### Task goal:
At the line containing "ok so i need to find the white", begin setting down the entries exactly, and stop only after the last line.

(Saved entries)
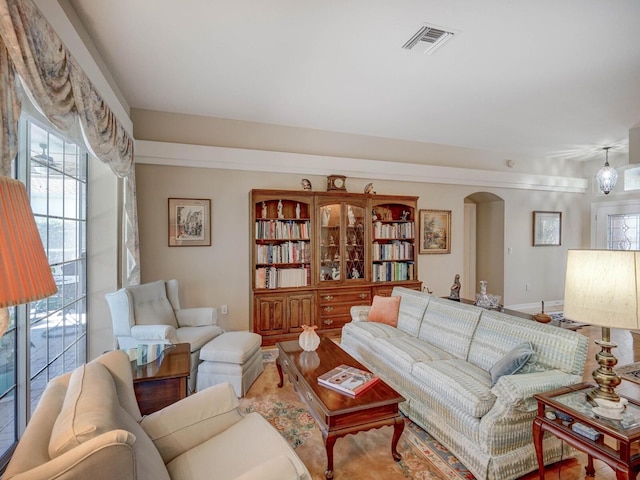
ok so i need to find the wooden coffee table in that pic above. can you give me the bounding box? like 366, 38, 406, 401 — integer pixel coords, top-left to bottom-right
276, 337, 405, 479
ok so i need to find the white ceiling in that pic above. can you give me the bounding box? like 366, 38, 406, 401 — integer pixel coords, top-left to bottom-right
67, 0, 640, 163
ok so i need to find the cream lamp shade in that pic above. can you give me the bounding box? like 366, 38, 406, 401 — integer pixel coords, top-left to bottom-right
0, 176, 57, 337
564, 249, 640, 404
564, 249, 640, 330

### Output below:
ok so i need to find the white ceiling in that pic above. can you give me the bounding box? like 366, 38, 406, 401 — integer pixel coords, top-left to bottom-right
67, 0, 640, 163
ok so i need to find the cream lamp shade in that pic above. can you give me the bounding box? like 366, 38, 406, 401 — integer pixel coords, top-left to bottom-right
0, 176, 57, 337
564, 249, 640, 404
564, 249, 640, 330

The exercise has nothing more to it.